▶ _Aim of the task_
Recast every line of the items that follow as a JSON list of strings, one string per line, leaving out any blank lines.

Data taken from a collection

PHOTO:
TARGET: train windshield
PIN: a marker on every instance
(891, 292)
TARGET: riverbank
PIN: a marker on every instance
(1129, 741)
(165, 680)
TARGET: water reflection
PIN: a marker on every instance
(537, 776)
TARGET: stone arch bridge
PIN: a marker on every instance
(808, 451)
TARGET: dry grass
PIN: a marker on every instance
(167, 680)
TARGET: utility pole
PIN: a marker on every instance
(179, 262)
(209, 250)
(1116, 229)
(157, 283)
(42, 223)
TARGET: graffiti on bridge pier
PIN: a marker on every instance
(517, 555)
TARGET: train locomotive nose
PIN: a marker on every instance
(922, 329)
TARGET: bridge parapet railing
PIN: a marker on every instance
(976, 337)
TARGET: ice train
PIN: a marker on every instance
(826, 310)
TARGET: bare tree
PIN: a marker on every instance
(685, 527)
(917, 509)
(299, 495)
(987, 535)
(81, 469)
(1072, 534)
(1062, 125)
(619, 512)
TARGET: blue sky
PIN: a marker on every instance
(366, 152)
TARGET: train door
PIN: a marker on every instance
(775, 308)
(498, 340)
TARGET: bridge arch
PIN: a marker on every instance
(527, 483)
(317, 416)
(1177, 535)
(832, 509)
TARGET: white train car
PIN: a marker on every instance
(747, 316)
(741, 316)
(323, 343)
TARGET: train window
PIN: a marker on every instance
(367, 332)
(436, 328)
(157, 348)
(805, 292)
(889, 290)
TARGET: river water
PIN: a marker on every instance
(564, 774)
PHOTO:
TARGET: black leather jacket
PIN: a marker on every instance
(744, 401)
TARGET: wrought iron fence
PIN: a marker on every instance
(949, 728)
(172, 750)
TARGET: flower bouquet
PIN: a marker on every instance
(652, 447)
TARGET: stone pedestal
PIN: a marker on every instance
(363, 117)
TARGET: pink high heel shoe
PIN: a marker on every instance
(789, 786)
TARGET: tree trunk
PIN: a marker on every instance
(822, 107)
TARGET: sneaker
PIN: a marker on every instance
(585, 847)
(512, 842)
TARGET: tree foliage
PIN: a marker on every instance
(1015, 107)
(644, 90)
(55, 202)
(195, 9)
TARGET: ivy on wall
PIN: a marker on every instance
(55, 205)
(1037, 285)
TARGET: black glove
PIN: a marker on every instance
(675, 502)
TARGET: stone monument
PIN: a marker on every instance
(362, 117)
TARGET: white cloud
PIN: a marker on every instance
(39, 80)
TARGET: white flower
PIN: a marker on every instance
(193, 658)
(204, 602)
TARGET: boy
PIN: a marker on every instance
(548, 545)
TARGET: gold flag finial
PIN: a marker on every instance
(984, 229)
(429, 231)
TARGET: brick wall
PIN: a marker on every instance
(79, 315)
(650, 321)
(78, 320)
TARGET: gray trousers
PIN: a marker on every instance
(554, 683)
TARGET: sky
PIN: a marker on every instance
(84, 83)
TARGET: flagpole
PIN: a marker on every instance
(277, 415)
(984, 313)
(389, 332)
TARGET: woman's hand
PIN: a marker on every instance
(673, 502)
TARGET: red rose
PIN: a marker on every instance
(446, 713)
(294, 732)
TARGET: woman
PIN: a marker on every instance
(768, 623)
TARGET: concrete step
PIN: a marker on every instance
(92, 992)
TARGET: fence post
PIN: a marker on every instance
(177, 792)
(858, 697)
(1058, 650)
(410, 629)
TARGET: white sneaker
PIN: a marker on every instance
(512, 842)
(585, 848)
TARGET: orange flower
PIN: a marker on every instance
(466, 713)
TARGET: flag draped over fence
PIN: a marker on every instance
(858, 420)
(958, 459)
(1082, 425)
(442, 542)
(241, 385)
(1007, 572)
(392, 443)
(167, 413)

▶ _Answer to this task_
[
  "PHOTO:",
  "TARGET: train windshield",
  "PIN: a marker on every instance",
  "(891, 292)",
  "TARGET: riverbank",
  "PIN: a marker on every instance",
  "(1129, 741)",
  "(165, 680)",
  "TARGET: water reflection",
  "PIN: a marker on every instance",
  "(537, 776)",
  "TARGET: stone arch bridge",
  "PIN: a marker on every instance",
  "(808, 451)",
  "TARGET: dry grass",
  "PIN: a marker on every instance",
  "(167, 680)",
  "TARGET: utility pole",
  "PIN: a marker on every instance",
  "(179, 262)",
  "(209, 250)",
  "(1116, 229)",
  "(157, 283)",
  "(42, 223)",
  "TARGET: graffiti on bridge pier",
  "PIN: a marker on every instance",
  "(517, 555)",
  "TARGET: train locomotive nose",
  "PIN: a marker on every instance",
  "(922, 329)",
  "TARGET: bridge parapet railing",
  "PIN: a marker on every instance",
  "(976, 337)",
  "TARGET: ice train",
  "PIN: a marker on every instance",
  "(826, 310)",
  "TARGET: bare tree",
  "PIN: a marker on every instance",
  "(685, 527)",
  "(917, 509)",
  "(299, 495)",
  "(987, 535)",
  "(81, 469)",
  "(1072, 534)",
  "(1062, 125)",
  "(619, 512)",
  "TARGET: blue sky",
  "PIN: a marker on every instance",
  "(366, 152)",
  "TARGET: train door",
  "PIN: a marker on every instance",
  "(775, 308)",
  "(498, 340)",
  "TARGET: bridge arch",
  "PIN: a marker on every instance",
  "(527, 483)",
  "(317, 416)",
  "(1177, 535)",
  "(832, 509)",
  "TARGET: white train car",
  "PIN: a marker on every instance",
  "(747, 316)",
  "(741, 316)",
  "(323, 343)",
  "TARGET: train window",
  "PIN: a marker on every instance",
  "(367, 332)",
  "(436, 328)",
  "(157, 348)",
  "(805, 292)",
  "(889, 290)",
  "TARGET: river water",
  "PIN: a marker on every instance",
  "(564, 774)",
  "PHOTO:",
  "TARGET: black leather jacket",
  "PIN: a marker on every instance",
  "(744, 401)",
  "TARGET: wrought iron fence",
  "PIN: a marker on every instance",
  "(949, 728)",
  "(172, 750)",
  "TARGET: flower bouquet",
  "PIN: a marker on every instance",
  "(652, 447)",
  "TARGET: stone pedestal",
  "PIN: a marker on every instance",
  "(363, 117)",
  "TARGET: pink high heel shoe",
  "PIN: a marker on every instance",
  "(789, 786)",
  "TARGET: tree trunk",
  "PIN: a marker on every instance",
  "(822, 107)",
  "TARGET: sneaker",
  "PIN: a marker on every instance",
  "(585, 847)",
  "(512, 842)",
  "TARGET: tree foliage",
  "PIN: a marker on every instance",
  "(1015, 107)",
  "(644, 90)",
  "(55, 202)",
  "(195, 9)",
  "TARGET: ivy on wall",
  "PIN: a marker on every instance",
  "(55, 205)",
  "(1037, 285)",
  "TARGET: black glove",
  "PIN: a marker on every instance",
  "(675, 502)",
  "TARGET: stone monument",
  "PIN: a marker on every instance",
  "(362, 117)",
  "TARGET: white cloud",
  "PIN: a marker on every instance",
  "(39, 80)",
  "TARGET: white flower",
  "PIN: a marker on every instance",
  "(193, 658)",
  "(204, 602)",
  "TARGET: boy",
  "PIN: a marker on every instance",
  "(548, 545)",
  "TARGET: gold flag finial",
  "PIN: a marker on every instance",
  "(984, 229)",
  "(429, 231)",
  "TARGET: brick wall",
  "PIN: a marker on every instance",
  "(79, 315)",
  "(650, 321)",
  "(78, 320)",
  "TARGET: gray trousers",
  "PIN: a marker on every instance",
  "(554, 683)",
  "TARGET: sky",
  "PIN: a marker on every instance",
  "(84, 83)",
  "TARGET: flagpole",
  "PIN: a marker on every instance",
  "(277, 415)",
  "(984, 313)",
  "(389, 332)",
  "TARGET: woman's hand",
  "PIN: a marker on every instance",
  "(673, 502)",
  "TARGET: red rose",
  "PIN: a marker on every instance",
  "(446, 713)",
  "(294, 732)",
  "TARGET: woman",
  "PIN: a marker on every instance",
  "(768, 623)",
  "TARGET: concrete step",
  "PIN: a marker on every instance",
  "(92, 992)",
  "TARGET: fence post",
  "PIN: a marker on every instance",
  "(177, 792)",
  "(858, 697)",
  "(1058, 650)",
  "(410, 629)",
  "TARGET: white sneaker",
  "PIN: a marker on every instance",
  "(512, 842)",
  "(585, 848)",
  "TARGET: orange flower",
  "PIN: a marker on every instance",
  "(466, 713)",
  "TARGET: flag draped over fence",
  "PIN: a marker on every instance",
  "(858, 420)",
  "(958, 459)",
  "(1082, 425)",
  "(442, 542)",
  "(241, 385)",
  "(1007, 572)",
  "(392, 443)",
  "(167, 413)"
]